▶ **Exercise task**: Write the next part of the essay about using the public's photos to piece together events, starting right after its last sentence.

▶ **Text provided**:
Quis custodiet ipsos custodes? is a Latin phrase literally translated as “Who will guard the guards themselves?” but commonly rendered as “Who watches the watchmen?” made famous paraphased from its original latin in Orwell’s 1984.
With the recent events such as the London Riots and the bombing in Boston, its slowly becoming clear that the technology exists which supplants CCTV as the all seeing benefactor, but the public themselves act as the Eye of Providence. It falls upon the Computer Scientist to provide the technological missing link.
During these events, there are an ever increasing amount of people with cameras or regular camera-phones who take pictures, sometimes of friends, family or surroundings. Each in turn may shed light on the surroundings; effectively a piece in a puzzle.
Virtually all cameras now imprint Exif metadata into the picture, usually the camera model, focal length, aperture but sometimes also the date and time of the shot, and an ever increasing number of smartphones include geo data from the GPS unit.
Piecing this together you can work out when and where pictures were taken. Sites like Flickr already allow uses to search for pictures based on time of shot and / or geographic region.
Technology therefore allows for the first piece of the puzzle, getting all the pictures from a location spanning a certain time period.
Remember watching Enemy of the State? –where they use video footage to construct a 3d model of a bag to see if a drop had been made , and everyone thought that was silly and wouldn’t work in real life.
Well the University of Washington and Microsoft Live labs provided the reel technology behind this next piece of the puzzle.

▶ **Excerpted records**:
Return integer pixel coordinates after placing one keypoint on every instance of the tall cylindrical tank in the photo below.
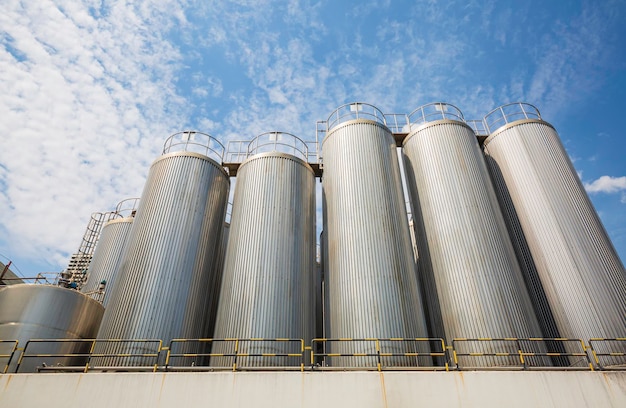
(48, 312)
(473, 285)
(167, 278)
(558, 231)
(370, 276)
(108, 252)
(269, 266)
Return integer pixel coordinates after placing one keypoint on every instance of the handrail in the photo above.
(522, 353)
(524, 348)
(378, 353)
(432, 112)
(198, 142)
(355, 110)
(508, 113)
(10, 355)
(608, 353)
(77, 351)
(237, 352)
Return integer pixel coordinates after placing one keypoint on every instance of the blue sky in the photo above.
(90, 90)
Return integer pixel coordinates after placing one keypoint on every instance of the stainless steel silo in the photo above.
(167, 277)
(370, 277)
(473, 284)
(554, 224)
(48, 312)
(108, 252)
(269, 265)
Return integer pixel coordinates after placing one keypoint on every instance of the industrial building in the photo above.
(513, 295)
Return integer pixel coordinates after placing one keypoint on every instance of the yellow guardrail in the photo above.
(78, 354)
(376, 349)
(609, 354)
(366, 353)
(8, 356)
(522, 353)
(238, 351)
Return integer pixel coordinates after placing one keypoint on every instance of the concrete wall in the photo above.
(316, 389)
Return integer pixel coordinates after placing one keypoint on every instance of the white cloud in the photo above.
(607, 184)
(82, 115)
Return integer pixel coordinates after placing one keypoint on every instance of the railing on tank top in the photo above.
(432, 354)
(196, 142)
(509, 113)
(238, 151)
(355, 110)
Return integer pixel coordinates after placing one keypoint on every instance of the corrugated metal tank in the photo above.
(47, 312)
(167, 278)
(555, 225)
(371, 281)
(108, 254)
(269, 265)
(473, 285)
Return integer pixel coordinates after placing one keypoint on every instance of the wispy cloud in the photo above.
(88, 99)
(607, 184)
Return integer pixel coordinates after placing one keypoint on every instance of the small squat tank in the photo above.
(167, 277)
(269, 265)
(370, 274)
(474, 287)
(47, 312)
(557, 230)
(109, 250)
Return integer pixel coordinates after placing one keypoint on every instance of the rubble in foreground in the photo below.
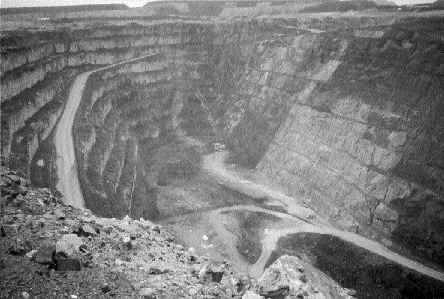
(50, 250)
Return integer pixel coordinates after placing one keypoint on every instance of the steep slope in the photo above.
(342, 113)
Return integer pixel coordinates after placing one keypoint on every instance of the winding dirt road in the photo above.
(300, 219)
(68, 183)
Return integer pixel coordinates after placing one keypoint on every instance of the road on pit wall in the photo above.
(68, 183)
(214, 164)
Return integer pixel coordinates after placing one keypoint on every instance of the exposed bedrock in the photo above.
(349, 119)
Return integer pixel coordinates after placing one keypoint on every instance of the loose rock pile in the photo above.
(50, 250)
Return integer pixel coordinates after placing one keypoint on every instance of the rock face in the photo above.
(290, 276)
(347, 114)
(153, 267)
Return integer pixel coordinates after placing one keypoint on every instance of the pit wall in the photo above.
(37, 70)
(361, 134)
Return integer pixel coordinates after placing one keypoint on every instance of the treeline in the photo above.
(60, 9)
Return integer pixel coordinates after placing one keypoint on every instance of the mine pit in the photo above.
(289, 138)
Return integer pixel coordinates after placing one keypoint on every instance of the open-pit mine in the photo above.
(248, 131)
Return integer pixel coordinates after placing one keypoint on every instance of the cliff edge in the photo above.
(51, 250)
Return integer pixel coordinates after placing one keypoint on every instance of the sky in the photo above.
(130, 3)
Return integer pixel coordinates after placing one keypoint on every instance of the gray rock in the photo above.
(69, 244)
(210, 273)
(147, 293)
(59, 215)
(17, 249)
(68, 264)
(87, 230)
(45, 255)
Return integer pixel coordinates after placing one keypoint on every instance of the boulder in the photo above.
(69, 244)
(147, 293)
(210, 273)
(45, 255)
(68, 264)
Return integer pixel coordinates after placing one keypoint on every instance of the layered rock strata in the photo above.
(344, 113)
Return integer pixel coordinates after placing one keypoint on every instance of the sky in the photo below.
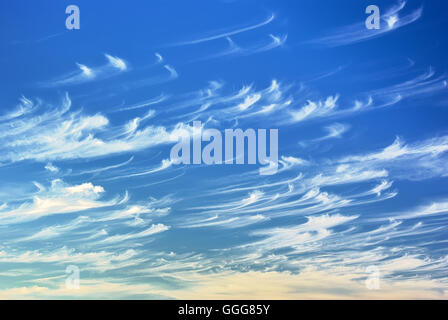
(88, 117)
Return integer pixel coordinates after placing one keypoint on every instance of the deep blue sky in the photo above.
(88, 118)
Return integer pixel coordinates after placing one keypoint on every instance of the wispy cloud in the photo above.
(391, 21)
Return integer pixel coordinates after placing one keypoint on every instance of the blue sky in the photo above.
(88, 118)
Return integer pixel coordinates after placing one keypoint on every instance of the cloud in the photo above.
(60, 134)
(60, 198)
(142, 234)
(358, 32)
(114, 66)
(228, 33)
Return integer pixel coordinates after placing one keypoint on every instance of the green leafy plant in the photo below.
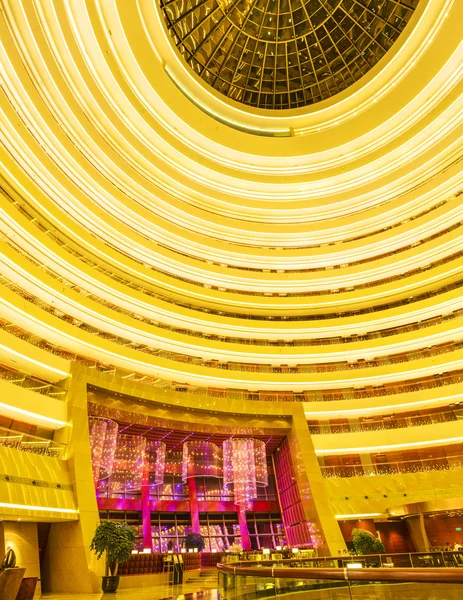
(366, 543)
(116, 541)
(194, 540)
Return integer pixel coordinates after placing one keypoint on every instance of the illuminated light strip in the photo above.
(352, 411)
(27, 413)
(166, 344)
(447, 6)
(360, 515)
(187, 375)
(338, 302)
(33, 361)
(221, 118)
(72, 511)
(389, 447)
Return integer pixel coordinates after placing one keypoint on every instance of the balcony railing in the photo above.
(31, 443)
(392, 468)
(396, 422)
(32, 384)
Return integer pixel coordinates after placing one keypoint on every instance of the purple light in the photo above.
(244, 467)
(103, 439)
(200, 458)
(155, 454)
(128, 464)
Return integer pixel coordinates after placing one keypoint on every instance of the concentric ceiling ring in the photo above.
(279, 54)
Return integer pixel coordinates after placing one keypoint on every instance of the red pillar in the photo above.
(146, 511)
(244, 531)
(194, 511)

▶ **Task output**:
They developed the ability to analyse a group of pictures and their corresponding metadata to place them within a 3d space to construct a 3d model representation.
The processing power and need now exists to take this concept one stage further. As events such as those in Boston have 1000s of onlookers who have taken 10,000s of pictures over several hours, the sheer amount of source images exists to create these 3d models based on pictures from time slices not just the entire data set. Video footage could also be interweaved and used as effectively it is just a series of images. Variations and inaccuracies of cameras can be either determined via mechanical turk or via analysing the white balance & colour range of the corresponding camera data to determine lighting conditions of the scene and thus interpolated time of day.
What does this all mean? well the technology exists to create a 3d animation of an event based on real images, thus if something is spotted, it can be tracked in temporal and 3d space back to a point where an image was taken that accurately portrays the individual.
…But thats just my 2 cents.